• BRIEF A
Rewrite the paragraph of the speech that begins "First, there is no excuse any more" as a short bulleted list that keeps its main facts.
• BRIEF B
Please transcribe the part of the speech that opens with the words containing "Mr. Speaker, I" and closes with "to be known.".

• TEXT SEGMENT

Mr. Speaker, I thank my colleague, the chair of the Standing Committee on Access to Information, Privacy and Ethics, for moving concurrence in the report from our committee today. As I remember, it was a very straightforward and simple report. It simply announced to the House of Commons that our committee had concluded the witness phase of the study into the Airbus Mulroney-Schreiber scandal, as it has come to be known.
First, I want to thank my colleague, the member from Mississauga, for the work he has done on that committee and for having the fortitude and the wisdom that it takes to be a good chair juggling a very difficult issue of national importance and of interest to the whole country. I think he has done a great service to Canadians by keeping an even keel on this study and making sure that it moved forward to its logical conclusion.
I would like to remark on a few of the points he made.
First, there is no excuse any more for the Government of Canada to postpone the full public inquiry that this report calls for. The Prime Minister said he did not want to begin the public inquiry because there might be overlap between witnesses that the ethics committee calls and witnesses that the public inquiry calls. We have finished with witnesses. We have announced that formally. Our chair stood in the House of Commons and made a public declaration. We are done. There is really no excuse or reason not to begin the public inquiry.
I will also say that there is no excuse for the Government of Canada to announce a very narrow public inquiry, limited, for instance, to just the cash payments given in hotel rooms to the former prime minister, because as recently as today, as my colleague points out, this ground that Dr. Johnston said has been well-tilled and adequately researched is still revealing new truths.
Just today, a senator in the current Parliament of Canada has revealed how important that Bear Head file was to the former prime minister, Mr. Mulroney, how it was key and paramount, and how it was the very first file given to him in the newly struck ACOA portfolio that he was given.
I have a simple question for my colleague. It is my view that no amount of bafflegab will ever take the stink off those sacks full of cash and secret hotel room meetings. There is no amount of excuses that the former prime minister can offer Canadians to defend that, but let me ask my colleague if it is not just as important that we go beyond the sacks full of cash and research the genesis of the scandal, which is Karlheinz Schreiber, an unrepentant Nazi, which is what the German media calls him, interfering with Canadian politics by buying our next prime minister.
That is shocking: the CEO of Airbus creating a prime minister and then having that prime minister buy airplanes from him. If that is not worth investigating, I do not know what is.

• GIVEN ENTRIES

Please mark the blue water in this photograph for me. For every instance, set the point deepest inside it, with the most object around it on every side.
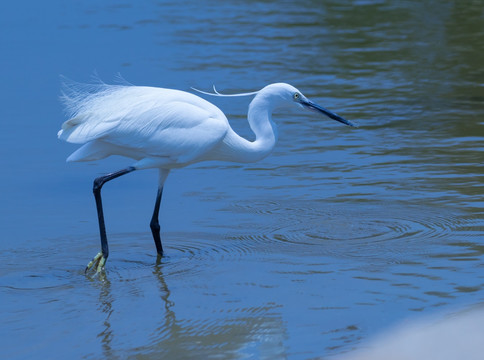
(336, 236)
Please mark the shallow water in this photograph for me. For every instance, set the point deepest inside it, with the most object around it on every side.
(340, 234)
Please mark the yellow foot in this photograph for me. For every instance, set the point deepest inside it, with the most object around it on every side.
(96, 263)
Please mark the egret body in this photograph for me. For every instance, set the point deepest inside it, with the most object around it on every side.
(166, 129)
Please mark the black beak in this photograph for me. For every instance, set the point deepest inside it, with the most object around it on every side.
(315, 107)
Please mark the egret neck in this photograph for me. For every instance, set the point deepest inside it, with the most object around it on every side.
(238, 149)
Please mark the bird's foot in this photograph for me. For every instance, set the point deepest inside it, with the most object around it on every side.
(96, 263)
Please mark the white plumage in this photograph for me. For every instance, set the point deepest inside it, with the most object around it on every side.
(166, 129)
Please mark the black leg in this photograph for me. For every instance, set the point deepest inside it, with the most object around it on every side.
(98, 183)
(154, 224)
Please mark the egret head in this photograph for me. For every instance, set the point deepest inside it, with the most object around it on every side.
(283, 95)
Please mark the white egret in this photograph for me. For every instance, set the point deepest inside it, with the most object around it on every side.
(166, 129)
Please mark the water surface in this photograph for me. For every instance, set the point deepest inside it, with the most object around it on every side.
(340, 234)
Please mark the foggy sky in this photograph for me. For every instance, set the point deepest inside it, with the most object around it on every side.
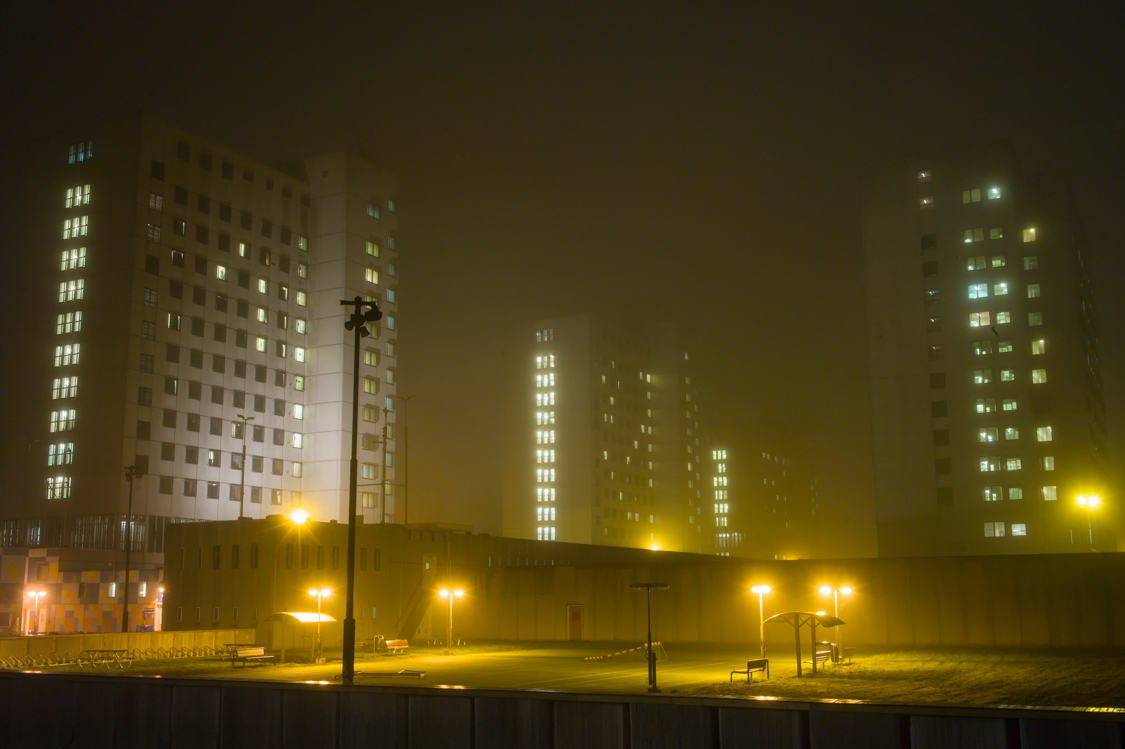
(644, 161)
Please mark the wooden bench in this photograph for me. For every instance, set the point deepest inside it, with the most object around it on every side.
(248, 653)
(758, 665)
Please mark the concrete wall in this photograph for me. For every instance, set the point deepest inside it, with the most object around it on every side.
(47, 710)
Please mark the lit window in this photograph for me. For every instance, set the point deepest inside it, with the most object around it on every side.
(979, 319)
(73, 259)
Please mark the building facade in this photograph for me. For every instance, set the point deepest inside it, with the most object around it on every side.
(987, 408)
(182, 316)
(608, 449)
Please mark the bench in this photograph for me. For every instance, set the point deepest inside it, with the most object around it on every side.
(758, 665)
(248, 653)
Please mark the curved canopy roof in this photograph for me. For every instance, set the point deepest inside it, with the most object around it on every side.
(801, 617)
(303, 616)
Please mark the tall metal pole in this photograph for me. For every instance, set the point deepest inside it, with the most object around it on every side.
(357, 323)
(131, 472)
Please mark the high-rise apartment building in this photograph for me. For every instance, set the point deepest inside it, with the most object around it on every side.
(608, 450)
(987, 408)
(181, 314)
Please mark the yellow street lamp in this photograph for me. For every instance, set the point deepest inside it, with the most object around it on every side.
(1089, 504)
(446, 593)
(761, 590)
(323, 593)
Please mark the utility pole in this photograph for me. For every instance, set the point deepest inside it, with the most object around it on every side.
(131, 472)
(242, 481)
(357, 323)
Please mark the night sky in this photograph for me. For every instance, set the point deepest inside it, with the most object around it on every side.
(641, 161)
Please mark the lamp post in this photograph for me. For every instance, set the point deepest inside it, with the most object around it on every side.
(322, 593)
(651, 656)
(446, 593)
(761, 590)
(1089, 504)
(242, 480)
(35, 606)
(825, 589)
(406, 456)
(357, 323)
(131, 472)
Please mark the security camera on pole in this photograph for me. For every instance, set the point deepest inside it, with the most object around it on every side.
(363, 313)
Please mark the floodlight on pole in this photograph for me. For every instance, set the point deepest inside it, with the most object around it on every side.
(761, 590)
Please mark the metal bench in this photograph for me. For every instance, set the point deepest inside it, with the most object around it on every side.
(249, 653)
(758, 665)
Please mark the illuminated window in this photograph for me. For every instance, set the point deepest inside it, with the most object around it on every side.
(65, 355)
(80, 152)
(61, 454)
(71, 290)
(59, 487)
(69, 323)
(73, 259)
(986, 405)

• REPLY A
- The Government of Canada no longer has any excuse to delay the full public inquiry that the report calls for.
- The Prime Minister had not wanted to begin the inquiry because the ethics committee's witnesses might overlap with the inquiry's witnesses.
- The committee has finished with witnesses, and its chair formally declared this in the House of Commons.
- There is no remaining reason not to begin the public inquiry.

• REPLY B
Mr. Speaker, I thank my colleague, the chair of the Standing Committee on Access to Information, Privacy and Ethics, for moving concurrence in the report from our committee today. As I remember, it was a very straightforward and simple report. It simply announced to the House of Commons that our committee had concluded the witness phase of the study into the Airbus Mulroney-Schreiber scandal, as it has come to be known.